Gespeicherte Dateneinträge

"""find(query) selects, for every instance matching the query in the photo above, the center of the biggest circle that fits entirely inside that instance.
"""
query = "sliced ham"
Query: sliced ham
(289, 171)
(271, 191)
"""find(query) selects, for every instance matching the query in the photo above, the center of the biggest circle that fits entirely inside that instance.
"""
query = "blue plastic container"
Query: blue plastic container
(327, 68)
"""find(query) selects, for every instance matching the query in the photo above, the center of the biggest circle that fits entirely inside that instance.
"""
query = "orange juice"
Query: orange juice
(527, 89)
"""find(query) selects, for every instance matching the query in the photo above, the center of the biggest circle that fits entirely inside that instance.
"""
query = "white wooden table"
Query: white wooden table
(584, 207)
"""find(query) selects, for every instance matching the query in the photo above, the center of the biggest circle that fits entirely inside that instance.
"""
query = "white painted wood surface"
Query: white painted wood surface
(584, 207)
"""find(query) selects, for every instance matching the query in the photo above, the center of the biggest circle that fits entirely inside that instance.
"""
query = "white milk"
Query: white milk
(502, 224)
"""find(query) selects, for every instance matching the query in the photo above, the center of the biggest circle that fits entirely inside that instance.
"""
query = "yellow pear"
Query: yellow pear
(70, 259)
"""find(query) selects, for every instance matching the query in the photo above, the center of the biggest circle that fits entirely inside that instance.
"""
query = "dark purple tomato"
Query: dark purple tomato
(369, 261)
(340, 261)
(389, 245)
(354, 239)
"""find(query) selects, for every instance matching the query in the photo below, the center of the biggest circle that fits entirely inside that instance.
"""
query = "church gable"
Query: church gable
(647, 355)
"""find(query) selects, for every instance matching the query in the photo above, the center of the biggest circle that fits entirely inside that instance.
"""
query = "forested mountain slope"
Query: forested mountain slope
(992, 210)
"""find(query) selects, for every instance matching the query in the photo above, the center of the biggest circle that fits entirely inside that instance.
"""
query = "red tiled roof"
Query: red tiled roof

ARBEITSANWEISUNG
Schreibe die Zeilen oben als nummerierte Liste um und lass dabei alle Leerzeilen weg.

ERGEBNIS DER ÜBUNG
1. """find(query) selects, for every instance matching the query in the photo above, the center of the biggest circle that fits entirely inside that instance.
2. """
3. query = "sliced ham"
4. Query: sliced ham
5. (289, 171)
6. (271, 191)
7. """find(query) selects, for every instance matching the query in the photo above, the center of the biggest circle that fits entirely inside that instance.
8. """
9. query = "blue plastic container"
10. Query: blue plastic container
11. (327, 68)
12. """find(query) selects, for every instance matching the query in the photo above, the center of the biggest circle that fits entirely inside that instance.
13. """
14. query = "orange juice"
15. Query: orange juice
16. (527, 89)
17. """find(query) selects, for every instance matching the query in the photo above, the center of the biggest circle that fits entirely inside that instance.
18. """
19. query = "white wooden table"
20. Query: white wooden table
21. (584, 207)
22. """find(query) selects, for every instance matching the query in the photo above, the center of the biggest circle that fits entirely inside that instance.
23. """
24. query = "white painted wood surface"
25. Query: white painted wood surface
26. (584, 207)
27. """find(query) selects, for every instance matching the query in the photo above, the center of the biggest circle that fits entirely inside that instance.
28. """
29. query = "white milk"
30. Query: white milk
31. (502, 224)
32. """find(query) selects, for every instance matching the query in the photo above, the center of the biggest circle that fits entirely inside that instance.
33. """
34. query = "yellow pear"
35. Query: yellow pear
36. (70, 259)
37. """find(query) selects, for every instance matching the query in the photo above, the center of the biggest circle that fits entirely inside that instance.
38. """
39. query = "dark purple tomato"
40. Query: dark purple tomato
41. (369, 261)
42. (340, 261)
43. (389, 245)
44. (354, 239)
45. """find(query) selects, for every instance matching the query in the photo below, the center of the biggest circle that fits entirely inside that instance.
46. """
47. query = "church gable"
48. Query: church gable
49. (647, 355)
50. """find(query) selects, for every instance matching the query in the photo above, the center of the biggest circle that fits entirely inside that instance.
51. """
52. query = "forested mountain slope"
53. Query: forested mountain slope
54. (992, 210)
55. """find(query) selects, for every instance matching the query in the photo above, the center of the biggest circle that fits entirely inside that instance.
56. """
57. query = "red tiled roof"
58. Query: red tiled roof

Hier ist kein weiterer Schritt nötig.